--- begin SELECTED EXTRACT ---

Words aren't enough. Entry 3 mentions interfaces without building one. The
agent *talked about* the rule instead of *following* it, and vocabulary matching
can't tell the difference.

We need to check *structure* — did the output actually contain the pattern
the rule prescribes?

# -------------------------------------------------------------------------------
# Problem 3: Structural Signal Detection
# -------------------------------------------------------------------------------

The structural signal asks: does the output's *structure* match the rule's
prescribed pattern? This is rule-specific.

Your task:
1. Implement `check_interface_before_impl(output)` — score in [0, 1]
2. Implement `check_date_validation(output)` — score in [0, 1]
3. Wire them up via `structural_signal(rule, output)`

In [None]:
def check_interface_before_impl(output: str) -> float:
    """

--- end SELECTED EXTRACT ---
--- begin TASK INPUTS ---

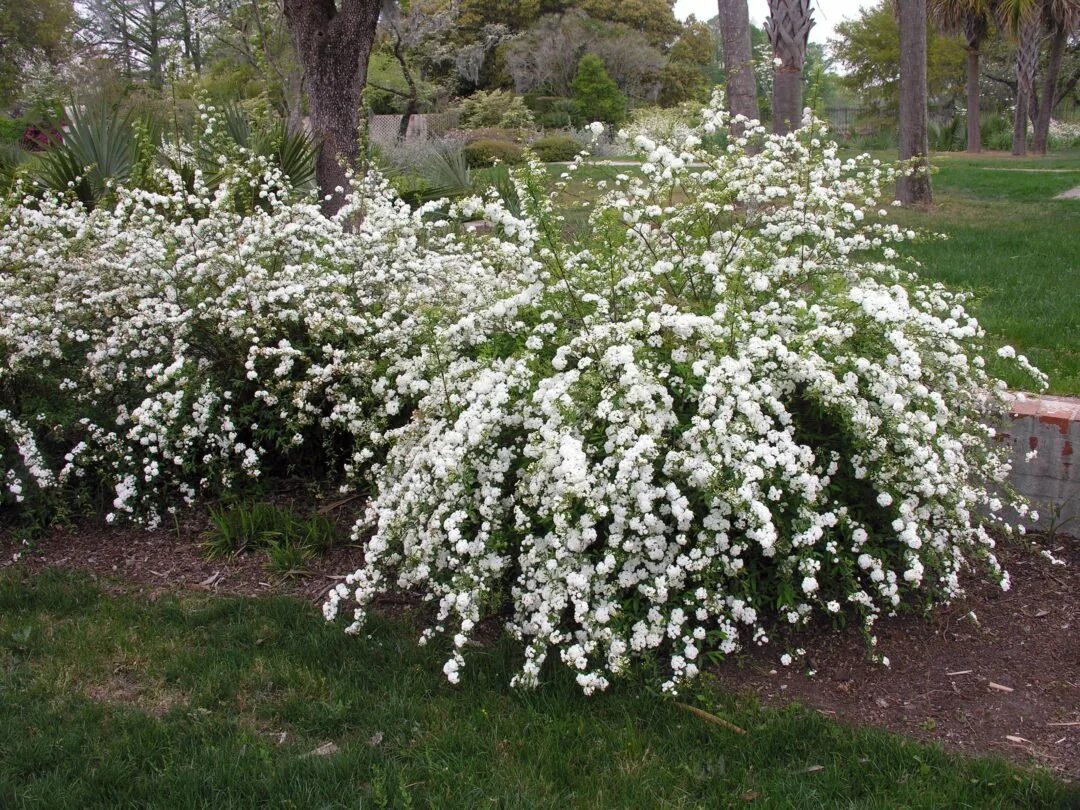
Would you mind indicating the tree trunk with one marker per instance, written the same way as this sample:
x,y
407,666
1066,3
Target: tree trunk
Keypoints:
x,y
1027,59
974,134
913,188
738,62
788,29
334,45
1049,91
786,100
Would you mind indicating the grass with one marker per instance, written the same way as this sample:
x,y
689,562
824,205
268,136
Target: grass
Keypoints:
x,y
112,699
1009,242
1017,250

--- end TASK INPUTS ---

◆ WORK INSTRUCTIONS
(a) Locate every line in the records that contains the string "grass" and copy each of those lines.
(b) Extend the notebook excerpt on structural signal detection, picking up right after its final line.

◆ IN RESPONSE
(a)
Would you mind indicating the grass with one marker per instance, written the same way as this sample:
Target: grass

(b)
    1.0 = clear interface-first pattern
    0.5 = interface exists but order unclear
    0.25 = no interface but agent acknowledged rule doesn't apply
    0.0 = no interface pattern detected
    """
    # --- YOUR CODE BELOW ---
    pass


def check_date_validation(output: str) -> float:
    """
    1.0 = date parsing with explicit range validation
    0.5 = some validation but incomplete
    0.25 = dates present but no validation
    0.0 = no date handling detected
    """
    # --- YOUR CODE BELOW ---
    pass


# >>> SOLUTION (collapsed by default)
# ┌─────────────────────────────────────────────────────────────────────────────
# │ def check_interface_before_impl(output: str) -> float:
# │     code, prose = extract_code_blocks(output)
# │     iface_pattern = re.compile(
# │         r'class\s+\w+\(\s*(?:ABC|Protocol)\s*\)|@abstractmethod|class\s+\w+\(Protocol\)'
# │     )
# │     has_abstract = bool(iface_pattern.search(code))
# │     has_concrete = bool(re.search(r'class\s+\w+', code))
# │     if has_abstract and has_concrete:
# │         abstract_match = iface_pattern.search(code)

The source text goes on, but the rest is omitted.